## Problems to work on
a) According to the column on falling SUV sales, how far have SUV sales dropped for the year?
b) Extend the column on falling SUV sales beyond its final sentence, keeping its voice and tone.

## Document text
-=-=-

It's political, but I still found it enjoyable.
http://sfgate.com/cgi-bin/article.cgi?file=/gate/archive/2005/06/01/notes060105.DTL
Die Die SUVs Please Die
Sales of the bloated monster trucks are in a huge slump. Time for enviro-lovers to rejoice?
By Mark Morford, SF Gate Columnist
Wednesday, June 1, 2005
You hear that? That
cheering and rejoicing and heavy exhausted sighing? Why, it's coming
from the massively fatigued Prius-happy enviro-green set and it's all
about the fact that sales of huge bloated oil-belchin' SUVs are in a
major free-fall,
down nearly 20 percent for the year and dropping faster than Jenna Bush can slam a bottle of Cuervo.
Can we all just wave our Greenpeace flags high
and scream an I-told-you-so and go spank an Expedition driver and be
glad for that? Can I get a "Hell yeah"?
Because indeed, it's the kind of minor
but still gratifying news you want to sort of dowse yourself in rub all
over your progressive brain and inject into your withered Bush-bashed
spirit and say ahh, finally, finally people are coming to their senses
and finally the world is waking up and finally some enlightenment is
peeking through.

-=-=-

## Given information
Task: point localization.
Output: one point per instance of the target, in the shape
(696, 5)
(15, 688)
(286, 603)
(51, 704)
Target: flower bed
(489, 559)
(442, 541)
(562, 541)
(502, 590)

-=-=-

## Responses for each task
a) Nearly 20 percent.

b)
This is the hope. Finally people are understanding just how inane and dangerous and pollutive and
just plain stupid
these vehicles so very much are, and maybe, just maybe, there is a tiny
bit of hope that the planet can finally begin to exhale and unclench
and we can finally begin to progress, to move toward something akin to
health and compassion instead of this painful devolution and isn't that
all happy sounding and positive? Aren't good things imminent and
abounding?
And yet, no. Because just as these very
shining and positive thoughts escape your brain like some sort of happy
pink mist, still you are gnawed, as always, deep down. Still the other,
less gullible, less perky voices in your head kick back with a six-pack
of Skyy Blue and a boxed set of Jenna Jameson DVDs and a deep obvious
roll of the eyes and say, yeah right, not so fast, sucker.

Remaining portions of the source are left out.